### Activity
Transcribe the data in full; each line must match exactly.
[Input — start]
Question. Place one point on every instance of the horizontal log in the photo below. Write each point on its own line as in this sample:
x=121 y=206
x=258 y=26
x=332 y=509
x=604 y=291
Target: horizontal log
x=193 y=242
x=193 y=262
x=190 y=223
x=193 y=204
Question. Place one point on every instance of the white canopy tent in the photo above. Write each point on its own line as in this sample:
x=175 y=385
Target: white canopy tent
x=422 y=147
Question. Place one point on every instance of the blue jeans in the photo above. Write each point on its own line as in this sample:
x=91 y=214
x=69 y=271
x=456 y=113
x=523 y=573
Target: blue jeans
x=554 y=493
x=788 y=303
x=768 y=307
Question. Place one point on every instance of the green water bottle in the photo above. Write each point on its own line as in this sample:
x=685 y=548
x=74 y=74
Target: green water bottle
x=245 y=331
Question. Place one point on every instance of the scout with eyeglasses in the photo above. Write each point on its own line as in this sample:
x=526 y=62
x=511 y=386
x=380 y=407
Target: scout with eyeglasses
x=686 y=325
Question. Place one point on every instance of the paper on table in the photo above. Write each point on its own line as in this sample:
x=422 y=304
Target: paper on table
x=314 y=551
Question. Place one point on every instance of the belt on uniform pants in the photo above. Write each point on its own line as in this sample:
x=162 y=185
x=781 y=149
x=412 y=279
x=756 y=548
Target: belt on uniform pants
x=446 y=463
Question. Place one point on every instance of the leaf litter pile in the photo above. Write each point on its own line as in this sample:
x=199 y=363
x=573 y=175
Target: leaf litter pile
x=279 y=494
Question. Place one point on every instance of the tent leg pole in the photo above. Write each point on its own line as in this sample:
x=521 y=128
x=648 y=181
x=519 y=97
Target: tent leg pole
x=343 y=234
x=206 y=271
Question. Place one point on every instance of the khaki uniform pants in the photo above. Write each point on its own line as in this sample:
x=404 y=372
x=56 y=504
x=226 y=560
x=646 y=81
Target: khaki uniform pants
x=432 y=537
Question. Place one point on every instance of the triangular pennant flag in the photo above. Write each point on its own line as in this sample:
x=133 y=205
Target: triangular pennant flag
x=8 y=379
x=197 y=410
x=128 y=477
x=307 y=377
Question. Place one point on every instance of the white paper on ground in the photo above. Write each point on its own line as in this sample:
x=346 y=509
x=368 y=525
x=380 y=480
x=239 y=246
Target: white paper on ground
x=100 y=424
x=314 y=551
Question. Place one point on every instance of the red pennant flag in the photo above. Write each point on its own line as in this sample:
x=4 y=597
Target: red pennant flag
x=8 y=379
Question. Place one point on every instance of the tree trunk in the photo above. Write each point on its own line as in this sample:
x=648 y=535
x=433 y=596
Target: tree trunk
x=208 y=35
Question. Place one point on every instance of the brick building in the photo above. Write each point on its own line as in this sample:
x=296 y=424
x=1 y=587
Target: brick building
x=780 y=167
[Input — finish]
### Response to the exercise
Question. Place one point on every instance of the horizontal log in the photo below. Write each point on its own line as in this sample:
x=121 y=206
x=258 y=26
x=332 y=509
x=604 y=291
Target: horizontal log
x=193 y=242
x=193 y=262
x=190 y=223
x=193 y=204
Question. Place one point on every instance of the white canopy tent in the photo above. Write each point on its own line as in this sample:
x=175 y=385
Target: white canopy tent
x=422 y=147
Question. Place one point on every instance of the blue jeans in the photo above. Write each point on its own line as in this sample:
x=91 y=214
x=69 y=271
x=456 y=113
x=523 y=573
Target: blue jeans
x=554 y=493
x=788 y=303
x=768 y=307
Question. Place one point on every instance of the green water bottle in the photo above. Write each point on its own line as in this sample:
x=685 y=548
x=74 y=74
Target: green water bottle
x=245 y=331
Question. Place one point on every instance of the scout with eyeglasses in the photo above. Write each point on its own line as in this sample:
x=526 y=62
x=511 y=386
x=380 y=407
Target: scout with eyeglasses
x=686 y=325
Question. Place one point on every instance of the paper on table in the photo above. Write each point on its own line as in this sample:
x=422 y=304
Target: paper on table
x=314 y=551
Question. Place one point on every instance of the belt on uniform pants in the photo above. Write each point on its own line as in this sample:
x=162 y=185
x=781 y=149
x=412 y=279
x=756 y=548
Target: belt on uniform pants
x=446 y=463
Question. Place one point on every instance of the leaf litter pile in the photo above. Write each point on its own line as in this sample:
x=199 y=363
x=573 y=175
Target: leaf litter pile
x=279 y=494
Question. Place one point on every instance of the tent leg pole in the photo above. Write each point on its own line as in this sample:
x=521 y=128
x=648 y=181
x=519 y=97
Target: tent leg pole
x=343 y=234
x=206 y=271
Question. Place one point on every instance of the khaki uniform pants in the photo above. Write each point on its own line as in this sample:
x=404 y=372
x=56 y=504
x=226 y=560
x=646 y=81
Target: khaki uniform pants
x=432 y=537
Question. Place one point on every instance of the triangular pennant flag in the photo above. Write each point on its own line as in this sample:
x=133 y=205
Target: triangular pennant flag
x=8 y=379
x=197 y=410
x=128 y=477
x=307 y=377
Question. Place one point on every instance of the white paper on ground in the photo above. Write each point on its own line as in this sample:
x=346 y=509
x=368 y=525
x=380 y=480
x=239 y=246
Target: white paper on ground
x=100 y=424
x=314 y=551
Question. Place one point on every instance of the red pennant flag in the photo above. Write each point on its own line as in this sample:
x=4 y=597
Target: red pennant flag
x=8 y=379
Question. Place one point on every instance of the tree trunk in the photo above. Write each point on its own line as in this sample:
x=648 y=535
x=433 y=596
Target: tree trunk
x=208 y=35
Question. Place one point on every instance of the brick building in the photo above. Write each point on its own line as in this sample:
x=296 y=424
x=1 y=587
Target: brick building
x=780 y=167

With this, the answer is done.